> The problem:
Repeat the synopsis below from "Through examining her" up to and including "and death flower.", word for word.

> Selected extract:
Synopsis
Evie's Fall provides a vivid perspective of an elderly woman’s sudden trauma and hospitalization after shattering her pelvis in an unfortunate fall. The story is presented in a narrative, first-person account by the often sedated patient.
The main character is Evie, a widow and daughter of privilege in her 80's, who relives the touch points of her life under the influence of narcotics that sometimes arouse wild hallucinations and sporadic outcries in reaction to the fragmentary flashbacks she experiences. A mysterious nurse teaches Evie how to 'travel,' a form of astral projection, as a method for revisiting the past in lucid detail.
Through examining her life, Evie comes to realize that she was stunted by societal expectations at every personal level: she was not allowed to get a traditional college degree because she was a woman, she was denied a relationship with the one man she wanted because they were not of the same race, she married a man whom she did not love and lost her first child to disease. Many of her most important experiences happened in secret because she was never allowed to share her truth.
The more she comes to terms with the limitations imposed on her own life, the more her most humanitarian sentiments on wealth, childhood, race, sexuality, education, marriage, family, friendships, community, and death flower.
Evie's Fall is about taking that last chance to change your life, to shake off the artificially-imposed customs, formalities, expectations, fears, and inherited legacies to become the self you were meant to be.

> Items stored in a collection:

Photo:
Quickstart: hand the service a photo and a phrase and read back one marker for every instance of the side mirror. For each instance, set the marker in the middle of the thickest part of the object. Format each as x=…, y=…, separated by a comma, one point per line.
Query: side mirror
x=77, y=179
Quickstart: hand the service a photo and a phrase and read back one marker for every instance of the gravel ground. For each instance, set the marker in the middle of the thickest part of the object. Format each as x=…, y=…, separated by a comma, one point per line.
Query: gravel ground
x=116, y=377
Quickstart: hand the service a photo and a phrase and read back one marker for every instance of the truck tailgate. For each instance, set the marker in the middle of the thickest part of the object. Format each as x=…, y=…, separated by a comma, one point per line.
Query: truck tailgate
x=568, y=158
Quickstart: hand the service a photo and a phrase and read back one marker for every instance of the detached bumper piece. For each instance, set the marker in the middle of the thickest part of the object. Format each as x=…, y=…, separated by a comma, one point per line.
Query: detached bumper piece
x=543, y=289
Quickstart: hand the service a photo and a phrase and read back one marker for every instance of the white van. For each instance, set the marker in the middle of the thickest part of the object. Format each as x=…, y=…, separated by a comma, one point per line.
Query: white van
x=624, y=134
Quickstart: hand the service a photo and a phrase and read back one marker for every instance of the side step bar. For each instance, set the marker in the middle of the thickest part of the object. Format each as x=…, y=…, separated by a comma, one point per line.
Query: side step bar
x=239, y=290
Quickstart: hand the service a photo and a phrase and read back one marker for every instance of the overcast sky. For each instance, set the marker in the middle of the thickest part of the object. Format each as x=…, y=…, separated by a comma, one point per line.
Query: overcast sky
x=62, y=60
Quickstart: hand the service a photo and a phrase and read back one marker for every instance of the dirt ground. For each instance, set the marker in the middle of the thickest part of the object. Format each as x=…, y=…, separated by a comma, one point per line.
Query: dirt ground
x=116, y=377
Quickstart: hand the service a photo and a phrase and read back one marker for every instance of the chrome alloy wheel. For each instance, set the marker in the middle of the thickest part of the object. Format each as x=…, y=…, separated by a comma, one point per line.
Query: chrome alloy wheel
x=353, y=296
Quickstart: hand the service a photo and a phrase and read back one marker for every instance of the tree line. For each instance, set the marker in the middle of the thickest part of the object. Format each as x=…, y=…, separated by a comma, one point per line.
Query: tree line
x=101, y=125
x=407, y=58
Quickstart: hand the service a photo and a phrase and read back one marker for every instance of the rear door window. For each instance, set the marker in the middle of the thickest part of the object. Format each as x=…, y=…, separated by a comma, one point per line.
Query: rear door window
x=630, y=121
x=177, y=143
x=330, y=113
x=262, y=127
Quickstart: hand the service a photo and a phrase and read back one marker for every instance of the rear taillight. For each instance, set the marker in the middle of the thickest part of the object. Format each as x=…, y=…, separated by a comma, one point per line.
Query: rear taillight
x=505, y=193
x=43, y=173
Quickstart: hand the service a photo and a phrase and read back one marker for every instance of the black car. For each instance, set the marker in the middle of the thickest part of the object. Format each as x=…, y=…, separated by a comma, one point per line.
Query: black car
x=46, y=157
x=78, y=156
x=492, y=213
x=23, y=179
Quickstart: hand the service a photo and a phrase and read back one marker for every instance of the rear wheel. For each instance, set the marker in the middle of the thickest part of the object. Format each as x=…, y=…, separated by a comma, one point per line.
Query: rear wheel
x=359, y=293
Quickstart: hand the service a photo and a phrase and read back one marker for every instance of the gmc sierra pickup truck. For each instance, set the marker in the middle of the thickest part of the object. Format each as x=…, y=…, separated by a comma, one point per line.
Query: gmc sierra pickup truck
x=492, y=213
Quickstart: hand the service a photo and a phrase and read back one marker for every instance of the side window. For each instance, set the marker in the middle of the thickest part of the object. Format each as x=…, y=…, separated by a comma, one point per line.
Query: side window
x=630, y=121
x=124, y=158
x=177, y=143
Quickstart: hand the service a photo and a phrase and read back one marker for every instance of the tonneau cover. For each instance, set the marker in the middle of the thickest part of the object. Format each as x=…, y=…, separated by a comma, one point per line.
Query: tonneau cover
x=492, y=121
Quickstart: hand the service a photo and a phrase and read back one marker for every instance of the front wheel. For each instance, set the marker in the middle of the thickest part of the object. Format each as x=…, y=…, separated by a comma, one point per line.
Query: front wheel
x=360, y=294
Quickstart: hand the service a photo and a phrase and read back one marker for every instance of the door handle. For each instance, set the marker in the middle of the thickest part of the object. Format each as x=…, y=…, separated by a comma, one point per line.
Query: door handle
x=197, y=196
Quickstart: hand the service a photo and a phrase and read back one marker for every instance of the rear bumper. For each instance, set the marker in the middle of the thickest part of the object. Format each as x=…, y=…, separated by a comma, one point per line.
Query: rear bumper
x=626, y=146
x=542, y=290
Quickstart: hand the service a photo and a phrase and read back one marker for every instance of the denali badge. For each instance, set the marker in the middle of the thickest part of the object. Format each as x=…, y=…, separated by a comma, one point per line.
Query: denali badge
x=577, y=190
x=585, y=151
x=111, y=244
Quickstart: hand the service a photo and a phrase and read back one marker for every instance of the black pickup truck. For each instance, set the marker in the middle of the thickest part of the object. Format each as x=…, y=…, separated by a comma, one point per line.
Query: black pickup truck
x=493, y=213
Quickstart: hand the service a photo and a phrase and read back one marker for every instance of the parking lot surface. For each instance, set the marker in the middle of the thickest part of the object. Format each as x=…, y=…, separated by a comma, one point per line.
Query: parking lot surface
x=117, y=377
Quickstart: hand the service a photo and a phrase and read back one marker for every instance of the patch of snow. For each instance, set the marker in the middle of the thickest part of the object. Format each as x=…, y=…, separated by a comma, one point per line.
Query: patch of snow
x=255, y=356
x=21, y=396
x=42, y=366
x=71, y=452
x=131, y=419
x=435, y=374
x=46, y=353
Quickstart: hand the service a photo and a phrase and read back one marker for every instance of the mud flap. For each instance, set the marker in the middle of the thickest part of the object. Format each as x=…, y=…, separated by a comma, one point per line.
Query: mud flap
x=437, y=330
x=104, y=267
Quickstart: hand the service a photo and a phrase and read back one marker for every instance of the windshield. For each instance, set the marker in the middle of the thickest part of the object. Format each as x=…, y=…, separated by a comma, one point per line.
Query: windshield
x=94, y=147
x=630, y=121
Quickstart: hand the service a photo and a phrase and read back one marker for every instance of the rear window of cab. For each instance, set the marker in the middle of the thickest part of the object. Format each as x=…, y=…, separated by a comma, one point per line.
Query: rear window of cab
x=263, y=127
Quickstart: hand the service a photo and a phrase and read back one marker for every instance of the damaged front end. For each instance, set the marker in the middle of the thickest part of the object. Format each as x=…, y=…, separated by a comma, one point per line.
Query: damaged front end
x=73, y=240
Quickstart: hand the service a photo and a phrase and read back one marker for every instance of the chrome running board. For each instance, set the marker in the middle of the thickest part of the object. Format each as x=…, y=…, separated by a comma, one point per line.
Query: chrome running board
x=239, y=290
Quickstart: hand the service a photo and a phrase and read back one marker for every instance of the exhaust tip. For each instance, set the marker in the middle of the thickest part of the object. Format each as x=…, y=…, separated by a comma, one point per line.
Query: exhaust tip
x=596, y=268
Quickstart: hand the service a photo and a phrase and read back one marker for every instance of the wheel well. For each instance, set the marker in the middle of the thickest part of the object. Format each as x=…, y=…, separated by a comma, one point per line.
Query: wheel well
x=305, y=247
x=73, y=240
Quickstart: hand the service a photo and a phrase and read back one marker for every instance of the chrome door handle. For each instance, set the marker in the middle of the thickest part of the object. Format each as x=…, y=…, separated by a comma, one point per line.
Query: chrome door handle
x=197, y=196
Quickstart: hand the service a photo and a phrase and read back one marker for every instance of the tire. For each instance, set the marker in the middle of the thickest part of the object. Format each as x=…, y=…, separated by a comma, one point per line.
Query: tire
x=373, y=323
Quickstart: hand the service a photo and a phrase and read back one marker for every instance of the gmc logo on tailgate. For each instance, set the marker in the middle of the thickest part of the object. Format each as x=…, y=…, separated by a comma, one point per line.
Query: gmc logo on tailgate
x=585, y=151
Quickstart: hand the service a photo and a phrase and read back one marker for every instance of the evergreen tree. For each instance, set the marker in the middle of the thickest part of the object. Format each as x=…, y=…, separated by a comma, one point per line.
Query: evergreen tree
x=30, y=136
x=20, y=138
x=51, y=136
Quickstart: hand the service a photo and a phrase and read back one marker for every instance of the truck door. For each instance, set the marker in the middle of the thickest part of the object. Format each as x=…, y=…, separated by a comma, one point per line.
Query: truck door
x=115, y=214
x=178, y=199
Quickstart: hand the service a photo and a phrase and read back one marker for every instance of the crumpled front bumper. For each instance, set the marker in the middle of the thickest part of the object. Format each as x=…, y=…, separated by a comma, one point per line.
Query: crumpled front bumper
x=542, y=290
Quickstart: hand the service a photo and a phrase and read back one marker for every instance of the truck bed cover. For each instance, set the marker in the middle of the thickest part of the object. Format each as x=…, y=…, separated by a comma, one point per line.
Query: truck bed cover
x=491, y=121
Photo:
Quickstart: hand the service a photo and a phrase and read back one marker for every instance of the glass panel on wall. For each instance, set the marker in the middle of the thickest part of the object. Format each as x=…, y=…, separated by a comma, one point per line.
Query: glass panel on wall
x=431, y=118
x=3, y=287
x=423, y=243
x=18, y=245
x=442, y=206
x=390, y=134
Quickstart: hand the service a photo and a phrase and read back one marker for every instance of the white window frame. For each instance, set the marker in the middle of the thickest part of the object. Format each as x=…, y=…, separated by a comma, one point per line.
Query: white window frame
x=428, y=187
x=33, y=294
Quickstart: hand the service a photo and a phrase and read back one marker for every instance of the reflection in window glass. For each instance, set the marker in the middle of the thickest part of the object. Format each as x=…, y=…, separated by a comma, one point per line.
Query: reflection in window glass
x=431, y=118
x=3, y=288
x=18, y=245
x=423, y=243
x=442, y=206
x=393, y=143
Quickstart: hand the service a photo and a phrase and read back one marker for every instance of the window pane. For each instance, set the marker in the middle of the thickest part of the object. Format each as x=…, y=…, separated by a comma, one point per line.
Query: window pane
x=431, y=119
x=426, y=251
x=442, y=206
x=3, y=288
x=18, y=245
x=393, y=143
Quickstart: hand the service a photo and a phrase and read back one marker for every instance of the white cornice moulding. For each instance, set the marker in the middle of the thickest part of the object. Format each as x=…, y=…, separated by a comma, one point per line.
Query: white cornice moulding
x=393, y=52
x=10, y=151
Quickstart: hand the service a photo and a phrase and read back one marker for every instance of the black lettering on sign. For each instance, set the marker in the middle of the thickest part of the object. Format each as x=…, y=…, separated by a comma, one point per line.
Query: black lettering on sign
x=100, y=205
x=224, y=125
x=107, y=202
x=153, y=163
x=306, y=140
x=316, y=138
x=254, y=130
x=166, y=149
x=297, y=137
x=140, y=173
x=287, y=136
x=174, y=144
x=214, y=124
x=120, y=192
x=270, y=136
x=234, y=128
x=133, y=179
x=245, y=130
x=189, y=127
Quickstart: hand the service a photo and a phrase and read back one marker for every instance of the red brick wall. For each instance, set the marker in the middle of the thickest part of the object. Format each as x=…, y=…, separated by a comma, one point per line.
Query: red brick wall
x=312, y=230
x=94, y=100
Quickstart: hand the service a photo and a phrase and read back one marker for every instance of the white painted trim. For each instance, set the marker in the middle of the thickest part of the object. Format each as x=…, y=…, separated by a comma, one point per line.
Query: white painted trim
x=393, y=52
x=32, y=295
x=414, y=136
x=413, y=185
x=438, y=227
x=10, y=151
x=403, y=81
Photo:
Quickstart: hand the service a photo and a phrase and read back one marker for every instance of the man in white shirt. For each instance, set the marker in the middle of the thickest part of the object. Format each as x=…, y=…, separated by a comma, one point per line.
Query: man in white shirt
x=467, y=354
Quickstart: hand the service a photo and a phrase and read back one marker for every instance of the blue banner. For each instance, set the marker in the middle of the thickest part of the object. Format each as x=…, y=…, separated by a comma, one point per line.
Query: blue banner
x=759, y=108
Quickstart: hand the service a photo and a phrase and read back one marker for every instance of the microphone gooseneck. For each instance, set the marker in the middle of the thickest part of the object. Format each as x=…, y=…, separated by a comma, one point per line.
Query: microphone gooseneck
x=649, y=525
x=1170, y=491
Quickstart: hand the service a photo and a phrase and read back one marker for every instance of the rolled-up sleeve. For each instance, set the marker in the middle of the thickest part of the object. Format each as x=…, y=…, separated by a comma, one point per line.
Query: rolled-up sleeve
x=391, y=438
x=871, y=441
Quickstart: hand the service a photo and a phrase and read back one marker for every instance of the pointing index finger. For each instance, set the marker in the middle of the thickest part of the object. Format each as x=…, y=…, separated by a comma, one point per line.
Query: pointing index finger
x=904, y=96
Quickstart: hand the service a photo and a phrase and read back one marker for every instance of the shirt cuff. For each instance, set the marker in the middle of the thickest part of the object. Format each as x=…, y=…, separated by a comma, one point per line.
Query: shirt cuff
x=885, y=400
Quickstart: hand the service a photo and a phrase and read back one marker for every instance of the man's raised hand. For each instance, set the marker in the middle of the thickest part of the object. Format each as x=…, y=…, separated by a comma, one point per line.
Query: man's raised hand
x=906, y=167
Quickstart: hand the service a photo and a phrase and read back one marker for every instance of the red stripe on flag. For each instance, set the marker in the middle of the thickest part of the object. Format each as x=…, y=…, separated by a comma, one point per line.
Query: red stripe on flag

> Exercise answer:
Through examining her life, Evie comes to realize that she was stunted by societal expectations at every personal level: she was not allowed to get a traditional college degree because she was a woman, she was denied a relationship with the one man she wanted because they were not of the same race, she married a man whom she did not love and lost her first child to disease. Many of her most important experiences happened in secret because she was never allowed to share her truth.
The more she comes to terms with the limitations imposed on her own life, the more her most humanitarian sentiments on wealth, childhood, race, sexuality, education, marriage, family, friendships, community, and death flower.